(Exercise data begins)

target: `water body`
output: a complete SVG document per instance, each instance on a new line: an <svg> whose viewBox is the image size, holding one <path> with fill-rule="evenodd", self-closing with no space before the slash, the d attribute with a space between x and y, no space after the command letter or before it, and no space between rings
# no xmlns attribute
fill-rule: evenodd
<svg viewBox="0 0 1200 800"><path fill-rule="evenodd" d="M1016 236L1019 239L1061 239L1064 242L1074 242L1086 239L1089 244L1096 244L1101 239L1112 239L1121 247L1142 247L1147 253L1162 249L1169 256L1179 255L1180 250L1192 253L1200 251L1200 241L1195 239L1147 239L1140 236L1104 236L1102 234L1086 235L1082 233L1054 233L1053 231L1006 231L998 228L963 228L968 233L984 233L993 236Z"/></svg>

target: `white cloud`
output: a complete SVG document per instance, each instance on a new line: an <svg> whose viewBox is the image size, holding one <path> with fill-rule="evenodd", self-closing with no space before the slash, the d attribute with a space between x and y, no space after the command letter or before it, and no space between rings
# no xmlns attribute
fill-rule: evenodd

(Exercise data ends)

Prompt: The lines to copy are those in the records above containing the word "target".

Output of the exercise:
target: `water body`
target: `white cloud`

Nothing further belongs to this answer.